━━━━━ Source records

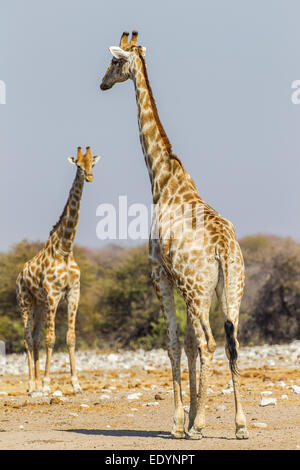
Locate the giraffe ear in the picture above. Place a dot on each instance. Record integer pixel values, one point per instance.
(72, 160)
(119, 53)
(96, 158)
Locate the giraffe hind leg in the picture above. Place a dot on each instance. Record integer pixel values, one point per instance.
(164, 291)
(26, 306)
(230, 304)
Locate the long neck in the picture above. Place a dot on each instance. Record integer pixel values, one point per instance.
(155, 143)
(65, 229)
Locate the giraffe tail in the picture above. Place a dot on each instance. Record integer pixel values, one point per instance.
(231, 348)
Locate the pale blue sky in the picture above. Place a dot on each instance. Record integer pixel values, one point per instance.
(221, 73)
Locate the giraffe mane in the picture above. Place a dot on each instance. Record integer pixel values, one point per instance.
(154, 108)
(54, 228)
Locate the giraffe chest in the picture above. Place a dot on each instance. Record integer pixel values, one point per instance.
(50, 277)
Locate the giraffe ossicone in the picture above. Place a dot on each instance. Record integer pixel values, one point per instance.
(200, 262)
(48, 277)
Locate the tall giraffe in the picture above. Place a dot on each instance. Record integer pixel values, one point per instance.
(198, 258)
(51, 275)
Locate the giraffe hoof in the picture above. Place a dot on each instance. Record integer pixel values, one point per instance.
(36, 393)
(242, 433)
(76, 387)
(178, 434)
(194, 434)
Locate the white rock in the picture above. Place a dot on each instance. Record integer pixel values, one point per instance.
(267, 401)
(221, 408)
(104, 396)
(259, 425)
(134, 396)
(38, 394)
(281, 384)
(226, 391)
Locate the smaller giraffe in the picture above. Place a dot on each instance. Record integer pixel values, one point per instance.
(48, 277)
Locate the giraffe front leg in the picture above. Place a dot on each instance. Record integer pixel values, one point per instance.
(204, 343)
(26, 305)
(73, 300)
(241, 430)
(50, 341)
(164, 291)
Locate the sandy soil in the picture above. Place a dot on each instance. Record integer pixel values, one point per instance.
(109, 419)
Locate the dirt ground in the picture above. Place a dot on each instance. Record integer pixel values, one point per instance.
(106, 417)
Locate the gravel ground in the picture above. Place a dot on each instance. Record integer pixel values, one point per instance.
(127, 402)
(266, 355)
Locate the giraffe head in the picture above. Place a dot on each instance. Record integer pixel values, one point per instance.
(123, 57)
(85, 163)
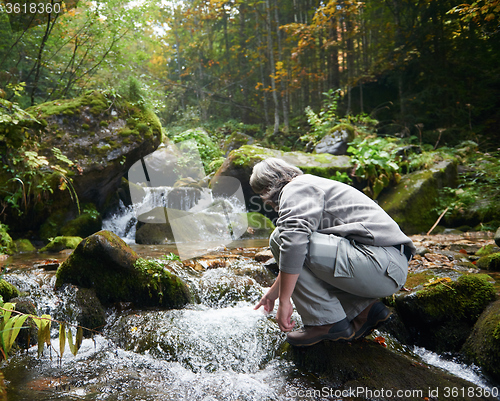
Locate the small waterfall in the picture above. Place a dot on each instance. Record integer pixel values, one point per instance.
(194, 200)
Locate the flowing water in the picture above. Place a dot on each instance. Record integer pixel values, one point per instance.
(217, 349)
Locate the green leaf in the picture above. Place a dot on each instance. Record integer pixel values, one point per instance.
(62, 339)
(17, 327)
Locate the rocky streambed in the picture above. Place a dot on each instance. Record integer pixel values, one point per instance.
(440, 344)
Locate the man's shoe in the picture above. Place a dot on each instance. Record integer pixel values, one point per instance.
(371, 318)
(310, 335)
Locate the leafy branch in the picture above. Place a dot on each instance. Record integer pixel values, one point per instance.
(10, 326)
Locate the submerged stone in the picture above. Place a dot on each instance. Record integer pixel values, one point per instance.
(240, 162)
(104, 262)
(103, 135)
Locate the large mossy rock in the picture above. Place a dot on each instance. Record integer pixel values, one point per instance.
(104, 262)
(240, 162)
(483, 345)
(102, 134)
(7, 290)
(440, 317)
(364, 370)
(24, 246)
(412, 202)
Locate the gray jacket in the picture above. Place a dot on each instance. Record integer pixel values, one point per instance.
(310, 204)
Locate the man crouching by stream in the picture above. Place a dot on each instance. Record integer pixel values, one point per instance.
(337, 251)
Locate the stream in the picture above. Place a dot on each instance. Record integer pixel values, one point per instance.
(213, 350)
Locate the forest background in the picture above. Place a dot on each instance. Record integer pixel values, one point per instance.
(423, 68)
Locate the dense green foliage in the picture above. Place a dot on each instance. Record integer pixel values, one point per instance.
(429, 69)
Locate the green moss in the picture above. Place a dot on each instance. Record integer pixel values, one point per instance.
(142, 128)
(413, 202)
(489, 262)
(8, 291)
(344, 127)
(483, 345)
(60, 243)
(97, 101)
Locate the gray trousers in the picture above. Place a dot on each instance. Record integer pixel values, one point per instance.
(340, 278)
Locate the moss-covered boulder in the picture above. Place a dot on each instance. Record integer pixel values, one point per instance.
(483, 345)
(83, 225)
(489, 262)
(7, 290)
(169, 226)
(81, 307)
(107, 264)
(364, 370)
(24, 246)
(7, 245)
(440, 317)
(487, 249)
(102, 134)
(240, 162)
(60, 243)
(412, 202)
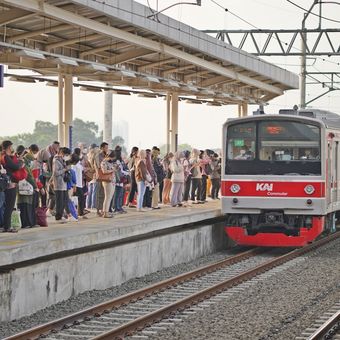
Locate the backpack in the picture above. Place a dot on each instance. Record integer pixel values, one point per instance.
(19, 175)
(208, 169)
(4, 182)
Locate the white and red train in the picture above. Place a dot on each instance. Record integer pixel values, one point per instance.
(281, 177)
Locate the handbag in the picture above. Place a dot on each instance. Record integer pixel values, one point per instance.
(67, 176)
(101, 176)
(4, 182)
(25, 188)
(148, 177)
(19, 175)
(41, 218)
(16, 220)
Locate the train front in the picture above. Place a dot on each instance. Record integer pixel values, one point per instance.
(273, 187)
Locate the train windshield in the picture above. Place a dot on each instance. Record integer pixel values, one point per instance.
(273, 147)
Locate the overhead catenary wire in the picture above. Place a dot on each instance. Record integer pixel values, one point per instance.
(317, 15)
(259, 29)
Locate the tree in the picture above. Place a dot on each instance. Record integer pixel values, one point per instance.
(45, 133)
(118, 140)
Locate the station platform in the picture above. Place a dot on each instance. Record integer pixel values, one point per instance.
(38, 243)
(40, 267)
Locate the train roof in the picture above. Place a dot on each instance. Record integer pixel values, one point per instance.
(327, 118)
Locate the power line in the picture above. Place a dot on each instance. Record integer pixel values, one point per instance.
(317, 15)
(250, 24)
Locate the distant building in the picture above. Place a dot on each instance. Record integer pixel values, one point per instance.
(121, 128)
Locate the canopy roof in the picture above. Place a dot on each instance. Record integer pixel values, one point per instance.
(116, 42)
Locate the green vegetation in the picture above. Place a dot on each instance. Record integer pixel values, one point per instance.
(45, 133)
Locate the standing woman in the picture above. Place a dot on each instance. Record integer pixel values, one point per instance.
(187, 176)
(107, 176)
(167, 180)
(177, 180)
(26, 203)
(60, 180)
(132, 167)
(141, 175)
(196, 176)
(11, 164)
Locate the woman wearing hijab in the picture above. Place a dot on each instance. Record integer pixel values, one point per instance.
(177, 180)
(167, 180)
(196, 176)
(141, 175)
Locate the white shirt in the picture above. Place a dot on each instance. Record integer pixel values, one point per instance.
(78, 169)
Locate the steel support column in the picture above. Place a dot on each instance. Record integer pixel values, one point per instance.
(68, 109)
(168, 113)
(61, 135)
(107, 131)
(174, 123)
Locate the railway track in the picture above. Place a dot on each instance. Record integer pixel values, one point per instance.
(154, 308)
(325, 328)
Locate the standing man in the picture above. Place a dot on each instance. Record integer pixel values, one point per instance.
(104, 149)
(60, 182)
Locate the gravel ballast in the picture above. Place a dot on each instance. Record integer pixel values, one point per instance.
(88, 299)
(280, 307)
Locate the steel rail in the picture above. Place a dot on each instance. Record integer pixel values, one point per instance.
(326, 327)
(138, 324)
(99, 309)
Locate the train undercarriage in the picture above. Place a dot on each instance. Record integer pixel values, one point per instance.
(276, 229)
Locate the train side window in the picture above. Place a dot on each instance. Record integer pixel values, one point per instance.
(241, 141)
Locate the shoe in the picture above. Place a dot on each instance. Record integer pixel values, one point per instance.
(108, 215)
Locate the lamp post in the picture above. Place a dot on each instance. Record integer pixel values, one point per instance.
(303, 56)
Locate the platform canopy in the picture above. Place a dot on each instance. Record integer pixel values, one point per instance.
(118, 43)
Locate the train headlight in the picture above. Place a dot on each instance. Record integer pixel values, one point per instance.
(309, 189)
(235, 188)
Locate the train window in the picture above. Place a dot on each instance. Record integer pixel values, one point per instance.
(241, 141)
(288, 141)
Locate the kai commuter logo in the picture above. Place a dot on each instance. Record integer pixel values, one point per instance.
(264, 187)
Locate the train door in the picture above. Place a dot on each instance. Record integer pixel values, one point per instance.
(335, 173)
(329, 172)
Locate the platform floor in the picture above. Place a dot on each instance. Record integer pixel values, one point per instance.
(29, 244)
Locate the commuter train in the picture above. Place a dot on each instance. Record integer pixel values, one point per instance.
(281, 177)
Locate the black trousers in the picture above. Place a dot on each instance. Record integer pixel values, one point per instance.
(133, 188)
(187, 185)
(26, 215)
(204, 188)
(100, 195)
(161, 185)
(61, 203)
(10, 198)
(81, 201)
(196, 185)
(215, 187)
(147, 201)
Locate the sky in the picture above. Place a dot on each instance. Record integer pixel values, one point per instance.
(199, 125)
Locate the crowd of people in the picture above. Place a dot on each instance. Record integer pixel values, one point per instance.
(56, 181)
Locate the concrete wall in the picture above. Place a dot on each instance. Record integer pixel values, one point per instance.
(28, 289)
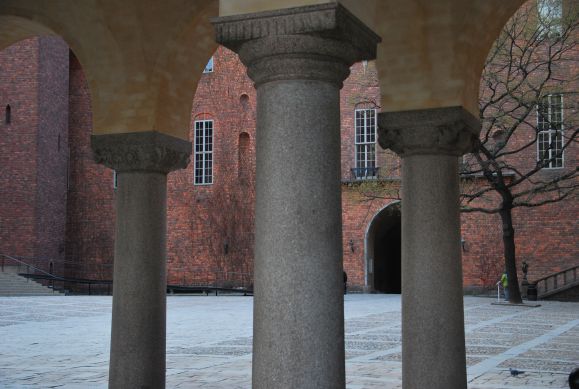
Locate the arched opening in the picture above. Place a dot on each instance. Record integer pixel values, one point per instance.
(383, 250)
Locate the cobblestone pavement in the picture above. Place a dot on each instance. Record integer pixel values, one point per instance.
(62, 342)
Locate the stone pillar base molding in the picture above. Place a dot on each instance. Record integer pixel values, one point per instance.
(142, 161)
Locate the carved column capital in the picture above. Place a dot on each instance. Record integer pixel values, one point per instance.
(141, 151)
(318, 42)
(450, 131)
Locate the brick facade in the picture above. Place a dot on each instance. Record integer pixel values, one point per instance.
(34, 79)
(210, 227)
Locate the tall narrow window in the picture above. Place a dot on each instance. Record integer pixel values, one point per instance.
(550, 14)
(550, 127)
(365, 144)
(8, 115)
(209, 66)
(243, 158)
(203, 152)
(115, 179)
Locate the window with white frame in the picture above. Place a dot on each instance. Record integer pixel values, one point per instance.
(203, 152)
(365, 144)
(550, 131)
(209, 66)
(550, 13)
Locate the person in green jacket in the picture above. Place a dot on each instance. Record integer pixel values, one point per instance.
(505, 283)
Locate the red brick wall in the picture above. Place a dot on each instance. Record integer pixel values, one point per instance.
(18, 88)
(90, 221)
(210, 227)
(52, 153)
(203, 219)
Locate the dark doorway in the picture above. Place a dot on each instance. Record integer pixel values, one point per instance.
(384, 245)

━━━━━━━━━━

_How to complete this task:_ The answer is the line with "Locate the dark" plus every line after it to the last line of the entries above, copied exactly and with no other lines.

_Exercise answer:_
Locate the dark doorway in the picture above. Place a dot on each instance. Record integer pixel values, one point per instance.
(384, 245)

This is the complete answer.